[Exercise requirements]
When a line below holds the string "roof", show that line.
****************
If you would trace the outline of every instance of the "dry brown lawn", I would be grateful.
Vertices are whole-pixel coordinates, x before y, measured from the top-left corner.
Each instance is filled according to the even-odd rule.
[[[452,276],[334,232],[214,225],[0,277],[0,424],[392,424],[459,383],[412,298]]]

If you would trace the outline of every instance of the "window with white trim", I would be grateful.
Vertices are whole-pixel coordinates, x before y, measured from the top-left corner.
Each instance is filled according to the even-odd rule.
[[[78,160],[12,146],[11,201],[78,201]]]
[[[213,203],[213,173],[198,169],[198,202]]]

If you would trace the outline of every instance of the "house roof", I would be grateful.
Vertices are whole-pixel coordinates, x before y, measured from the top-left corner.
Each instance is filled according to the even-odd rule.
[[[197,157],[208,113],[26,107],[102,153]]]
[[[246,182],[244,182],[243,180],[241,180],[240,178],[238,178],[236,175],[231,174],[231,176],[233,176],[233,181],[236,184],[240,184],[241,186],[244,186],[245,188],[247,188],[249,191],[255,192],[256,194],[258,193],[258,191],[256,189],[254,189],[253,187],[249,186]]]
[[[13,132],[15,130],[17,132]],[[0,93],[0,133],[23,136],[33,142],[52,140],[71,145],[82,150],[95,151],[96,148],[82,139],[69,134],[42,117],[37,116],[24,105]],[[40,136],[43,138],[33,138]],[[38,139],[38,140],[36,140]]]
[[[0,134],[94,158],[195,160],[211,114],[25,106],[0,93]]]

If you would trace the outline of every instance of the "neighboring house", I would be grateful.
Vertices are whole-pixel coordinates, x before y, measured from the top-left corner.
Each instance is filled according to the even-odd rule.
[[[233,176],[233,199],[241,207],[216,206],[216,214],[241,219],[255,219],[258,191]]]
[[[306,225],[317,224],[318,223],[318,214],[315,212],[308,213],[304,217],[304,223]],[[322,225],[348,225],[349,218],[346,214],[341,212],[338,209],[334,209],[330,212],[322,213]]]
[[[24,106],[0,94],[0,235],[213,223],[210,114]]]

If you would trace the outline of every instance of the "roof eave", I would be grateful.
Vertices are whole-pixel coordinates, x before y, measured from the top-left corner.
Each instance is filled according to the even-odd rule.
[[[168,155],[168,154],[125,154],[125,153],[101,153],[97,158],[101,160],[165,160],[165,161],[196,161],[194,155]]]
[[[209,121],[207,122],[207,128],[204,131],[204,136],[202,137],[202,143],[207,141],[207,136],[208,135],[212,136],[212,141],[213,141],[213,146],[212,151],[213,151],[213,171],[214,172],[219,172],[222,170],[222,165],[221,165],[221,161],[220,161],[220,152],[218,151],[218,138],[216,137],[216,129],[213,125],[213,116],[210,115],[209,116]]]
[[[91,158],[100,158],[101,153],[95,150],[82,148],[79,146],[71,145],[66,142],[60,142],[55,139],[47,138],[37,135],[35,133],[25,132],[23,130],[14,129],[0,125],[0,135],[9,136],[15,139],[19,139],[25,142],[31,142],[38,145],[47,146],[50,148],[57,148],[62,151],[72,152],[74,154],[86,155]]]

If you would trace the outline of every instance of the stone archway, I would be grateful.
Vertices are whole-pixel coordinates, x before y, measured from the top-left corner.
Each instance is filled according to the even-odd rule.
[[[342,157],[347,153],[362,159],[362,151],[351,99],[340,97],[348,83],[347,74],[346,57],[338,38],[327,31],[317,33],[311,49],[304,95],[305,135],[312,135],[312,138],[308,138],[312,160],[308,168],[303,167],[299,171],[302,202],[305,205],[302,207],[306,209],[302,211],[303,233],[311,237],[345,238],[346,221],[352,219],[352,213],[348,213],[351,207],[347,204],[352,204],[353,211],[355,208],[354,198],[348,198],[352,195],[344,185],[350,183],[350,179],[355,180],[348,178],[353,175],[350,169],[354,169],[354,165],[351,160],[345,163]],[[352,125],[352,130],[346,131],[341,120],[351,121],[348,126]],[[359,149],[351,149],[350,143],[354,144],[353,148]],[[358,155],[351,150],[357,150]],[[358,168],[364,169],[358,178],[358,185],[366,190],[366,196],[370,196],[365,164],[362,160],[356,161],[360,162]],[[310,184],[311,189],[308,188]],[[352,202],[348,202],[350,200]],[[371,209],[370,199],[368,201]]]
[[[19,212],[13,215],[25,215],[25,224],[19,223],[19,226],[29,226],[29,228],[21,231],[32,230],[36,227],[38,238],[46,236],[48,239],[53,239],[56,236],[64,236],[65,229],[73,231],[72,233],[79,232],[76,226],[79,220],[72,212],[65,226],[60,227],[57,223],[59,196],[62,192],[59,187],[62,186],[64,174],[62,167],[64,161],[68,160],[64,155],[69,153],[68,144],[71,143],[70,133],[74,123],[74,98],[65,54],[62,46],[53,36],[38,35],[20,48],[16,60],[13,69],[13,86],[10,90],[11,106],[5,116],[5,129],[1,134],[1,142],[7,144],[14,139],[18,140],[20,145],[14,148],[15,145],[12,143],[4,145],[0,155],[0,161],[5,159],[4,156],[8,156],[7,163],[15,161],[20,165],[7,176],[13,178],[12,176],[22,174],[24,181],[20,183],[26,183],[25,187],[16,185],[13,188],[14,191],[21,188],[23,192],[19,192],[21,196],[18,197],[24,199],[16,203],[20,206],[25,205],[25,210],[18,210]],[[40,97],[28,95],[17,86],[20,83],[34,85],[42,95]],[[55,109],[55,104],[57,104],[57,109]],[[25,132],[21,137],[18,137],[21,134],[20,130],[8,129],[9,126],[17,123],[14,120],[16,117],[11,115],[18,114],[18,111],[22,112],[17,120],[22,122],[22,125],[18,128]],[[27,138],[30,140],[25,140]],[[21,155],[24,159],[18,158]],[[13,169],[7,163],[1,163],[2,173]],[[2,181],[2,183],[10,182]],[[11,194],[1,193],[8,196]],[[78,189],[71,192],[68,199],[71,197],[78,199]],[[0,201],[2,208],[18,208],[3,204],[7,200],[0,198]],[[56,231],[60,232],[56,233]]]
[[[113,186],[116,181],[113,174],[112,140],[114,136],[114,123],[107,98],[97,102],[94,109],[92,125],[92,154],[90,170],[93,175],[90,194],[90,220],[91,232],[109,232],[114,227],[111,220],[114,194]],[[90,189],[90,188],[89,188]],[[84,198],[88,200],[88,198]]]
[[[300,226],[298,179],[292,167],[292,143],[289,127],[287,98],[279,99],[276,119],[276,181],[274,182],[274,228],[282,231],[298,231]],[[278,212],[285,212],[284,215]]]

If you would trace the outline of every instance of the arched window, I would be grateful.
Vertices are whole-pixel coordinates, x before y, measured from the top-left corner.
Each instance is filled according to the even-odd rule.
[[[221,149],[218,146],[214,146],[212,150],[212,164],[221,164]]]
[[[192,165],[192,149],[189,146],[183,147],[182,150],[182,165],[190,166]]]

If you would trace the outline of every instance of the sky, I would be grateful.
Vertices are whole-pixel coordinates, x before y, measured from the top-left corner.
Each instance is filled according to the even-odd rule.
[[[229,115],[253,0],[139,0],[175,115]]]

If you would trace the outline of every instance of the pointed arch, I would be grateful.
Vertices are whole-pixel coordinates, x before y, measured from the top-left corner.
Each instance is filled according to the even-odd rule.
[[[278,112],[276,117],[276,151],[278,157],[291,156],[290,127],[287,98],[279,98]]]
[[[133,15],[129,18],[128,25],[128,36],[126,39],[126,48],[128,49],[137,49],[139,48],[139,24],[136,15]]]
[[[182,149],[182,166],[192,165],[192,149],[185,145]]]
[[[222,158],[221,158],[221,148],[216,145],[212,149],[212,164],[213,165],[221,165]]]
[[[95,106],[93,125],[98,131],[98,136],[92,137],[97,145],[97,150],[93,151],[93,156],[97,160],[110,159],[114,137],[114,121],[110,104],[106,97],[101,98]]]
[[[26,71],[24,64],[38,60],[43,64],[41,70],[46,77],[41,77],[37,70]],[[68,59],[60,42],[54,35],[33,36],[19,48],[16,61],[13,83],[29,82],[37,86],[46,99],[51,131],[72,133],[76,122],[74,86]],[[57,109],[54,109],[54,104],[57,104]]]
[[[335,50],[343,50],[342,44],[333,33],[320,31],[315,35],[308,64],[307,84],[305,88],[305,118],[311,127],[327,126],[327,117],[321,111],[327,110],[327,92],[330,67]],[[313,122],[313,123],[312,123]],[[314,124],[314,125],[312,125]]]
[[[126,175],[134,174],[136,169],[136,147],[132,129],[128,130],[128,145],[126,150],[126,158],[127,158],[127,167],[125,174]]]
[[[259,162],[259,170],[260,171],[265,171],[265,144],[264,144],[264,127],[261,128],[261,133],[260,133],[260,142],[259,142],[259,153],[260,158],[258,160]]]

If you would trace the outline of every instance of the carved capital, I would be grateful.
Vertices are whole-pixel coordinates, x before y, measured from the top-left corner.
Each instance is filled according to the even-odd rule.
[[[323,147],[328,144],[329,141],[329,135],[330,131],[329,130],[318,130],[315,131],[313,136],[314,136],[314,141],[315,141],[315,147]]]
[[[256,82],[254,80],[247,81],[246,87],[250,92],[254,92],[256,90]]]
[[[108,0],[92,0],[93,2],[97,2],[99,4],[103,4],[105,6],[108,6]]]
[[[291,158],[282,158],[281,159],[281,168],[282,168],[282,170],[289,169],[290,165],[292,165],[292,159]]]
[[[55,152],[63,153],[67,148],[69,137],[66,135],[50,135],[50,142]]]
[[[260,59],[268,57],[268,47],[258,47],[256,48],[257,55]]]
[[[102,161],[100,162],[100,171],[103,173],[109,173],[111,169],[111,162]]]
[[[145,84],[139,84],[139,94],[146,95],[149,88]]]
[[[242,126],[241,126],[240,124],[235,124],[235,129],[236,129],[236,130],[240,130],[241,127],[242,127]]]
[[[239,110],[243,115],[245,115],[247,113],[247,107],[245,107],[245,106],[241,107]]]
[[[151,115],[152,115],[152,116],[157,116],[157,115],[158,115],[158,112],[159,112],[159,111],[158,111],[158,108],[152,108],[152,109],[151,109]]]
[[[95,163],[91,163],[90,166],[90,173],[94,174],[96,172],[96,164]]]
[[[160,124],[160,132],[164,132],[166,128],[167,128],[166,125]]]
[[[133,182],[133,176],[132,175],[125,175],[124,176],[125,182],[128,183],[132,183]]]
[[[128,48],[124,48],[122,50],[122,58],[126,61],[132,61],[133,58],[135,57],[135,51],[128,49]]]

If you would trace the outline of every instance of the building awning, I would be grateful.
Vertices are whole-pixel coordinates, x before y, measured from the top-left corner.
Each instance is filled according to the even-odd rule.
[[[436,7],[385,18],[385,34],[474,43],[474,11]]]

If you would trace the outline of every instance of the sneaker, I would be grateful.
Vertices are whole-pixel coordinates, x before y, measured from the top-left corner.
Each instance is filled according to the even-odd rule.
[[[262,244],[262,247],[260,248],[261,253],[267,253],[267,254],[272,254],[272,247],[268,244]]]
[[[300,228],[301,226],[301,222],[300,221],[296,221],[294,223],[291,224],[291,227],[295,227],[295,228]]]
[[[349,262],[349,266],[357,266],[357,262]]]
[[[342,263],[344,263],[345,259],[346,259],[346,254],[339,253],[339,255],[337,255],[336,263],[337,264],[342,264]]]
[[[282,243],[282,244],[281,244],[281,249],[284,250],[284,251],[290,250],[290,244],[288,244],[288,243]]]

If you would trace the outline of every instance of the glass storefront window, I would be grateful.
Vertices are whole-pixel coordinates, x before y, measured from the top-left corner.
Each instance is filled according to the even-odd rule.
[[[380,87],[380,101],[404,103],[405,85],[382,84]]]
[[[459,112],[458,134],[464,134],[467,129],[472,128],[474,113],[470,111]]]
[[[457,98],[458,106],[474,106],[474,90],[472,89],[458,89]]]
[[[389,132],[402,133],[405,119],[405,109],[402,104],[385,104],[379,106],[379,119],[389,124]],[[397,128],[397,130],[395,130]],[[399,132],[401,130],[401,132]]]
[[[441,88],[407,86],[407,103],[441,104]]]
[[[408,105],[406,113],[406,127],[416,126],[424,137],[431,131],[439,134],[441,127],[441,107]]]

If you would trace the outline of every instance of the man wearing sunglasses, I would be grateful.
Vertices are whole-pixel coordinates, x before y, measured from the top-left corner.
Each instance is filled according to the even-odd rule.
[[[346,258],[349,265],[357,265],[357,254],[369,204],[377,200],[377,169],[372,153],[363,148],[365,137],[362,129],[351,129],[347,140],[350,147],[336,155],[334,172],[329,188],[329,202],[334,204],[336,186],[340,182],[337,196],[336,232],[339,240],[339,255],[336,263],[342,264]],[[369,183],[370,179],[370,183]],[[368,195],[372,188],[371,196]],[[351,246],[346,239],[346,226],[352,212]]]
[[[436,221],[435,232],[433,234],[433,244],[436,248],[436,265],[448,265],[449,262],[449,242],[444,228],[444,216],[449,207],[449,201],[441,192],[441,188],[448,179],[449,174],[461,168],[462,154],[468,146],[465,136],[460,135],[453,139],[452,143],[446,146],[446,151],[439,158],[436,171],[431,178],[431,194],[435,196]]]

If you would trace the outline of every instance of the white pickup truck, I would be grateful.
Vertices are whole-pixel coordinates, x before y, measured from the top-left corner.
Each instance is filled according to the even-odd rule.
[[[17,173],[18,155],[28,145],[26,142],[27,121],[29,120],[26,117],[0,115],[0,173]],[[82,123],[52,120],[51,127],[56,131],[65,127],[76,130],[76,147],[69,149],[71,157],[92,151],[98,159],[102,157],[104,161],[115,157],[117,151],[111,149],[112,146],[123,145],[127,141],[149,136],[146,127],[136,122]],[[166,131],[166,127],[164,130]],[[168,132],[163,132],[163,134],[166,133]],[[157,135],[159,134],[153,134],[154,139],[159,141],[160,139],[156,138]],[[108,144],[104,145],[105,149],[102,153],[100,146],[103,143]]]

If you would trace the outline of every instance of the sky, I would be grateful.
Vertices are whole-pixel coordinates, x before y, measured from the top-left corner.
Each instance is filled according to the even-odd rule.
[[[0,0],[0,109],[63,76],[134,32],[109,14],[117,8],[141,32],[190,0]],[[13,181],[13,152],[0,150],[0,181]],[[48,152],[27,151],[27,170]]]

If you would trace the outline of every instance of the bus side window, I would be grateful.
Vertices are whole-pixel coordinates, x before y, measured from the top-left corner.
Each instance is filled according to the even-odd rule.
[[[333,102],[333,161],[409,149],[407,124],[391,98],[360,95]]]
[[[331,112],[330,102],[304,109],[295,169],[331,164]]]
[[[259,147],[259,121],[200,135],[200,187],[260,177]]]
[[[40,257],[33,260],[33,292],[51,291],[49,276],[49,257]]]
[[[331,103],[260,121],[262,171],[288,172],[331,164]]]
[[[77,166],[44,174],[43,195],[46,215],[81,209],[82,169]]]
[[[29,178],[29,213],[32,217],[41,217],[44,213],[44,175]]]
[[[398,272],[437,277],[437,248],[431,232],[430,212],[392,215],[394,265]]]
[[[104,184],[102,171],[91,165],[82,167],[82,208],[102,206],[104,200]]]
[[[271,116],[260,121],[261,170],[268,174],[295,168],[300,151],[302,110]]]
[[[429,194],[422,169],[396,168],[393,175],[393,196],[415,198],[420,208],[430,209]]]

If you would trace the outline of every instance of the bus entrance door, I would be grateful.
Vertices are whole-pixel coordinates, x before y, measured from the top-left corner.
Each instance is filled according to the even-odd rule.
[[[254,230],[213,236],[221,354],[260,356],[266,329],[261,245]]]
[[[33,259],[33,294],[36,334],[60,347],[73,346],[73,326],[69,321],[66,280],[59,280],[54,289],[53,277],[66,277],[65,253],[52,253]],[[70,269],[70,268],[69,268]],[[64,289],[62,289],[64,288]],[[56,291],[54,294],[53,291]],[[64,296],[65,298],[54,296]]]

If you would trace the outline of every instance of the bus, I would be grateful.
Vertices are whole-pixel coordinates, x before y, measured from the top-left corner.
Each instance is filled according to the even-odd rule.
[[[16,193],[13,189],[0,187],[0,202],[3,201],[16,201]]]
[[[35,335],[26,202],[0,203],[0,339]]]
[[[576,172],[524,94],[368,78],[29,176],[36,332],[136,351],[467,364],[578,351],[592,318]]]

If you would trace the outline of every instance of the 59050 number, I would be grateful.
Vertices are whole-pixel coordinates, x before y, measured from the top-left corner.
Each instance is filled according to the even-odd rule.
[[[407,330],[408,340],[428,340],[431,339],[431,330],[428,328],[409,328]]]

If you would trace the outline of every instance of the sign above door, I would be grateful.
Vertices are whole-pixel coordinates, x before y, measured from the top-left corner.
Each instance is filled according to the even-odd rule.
****************
[Task result]
If you would trace the outline of every instance of the "house roof", I would be grateful.
If you would trace the outline of every instance of the "roof eave", I would be grateful.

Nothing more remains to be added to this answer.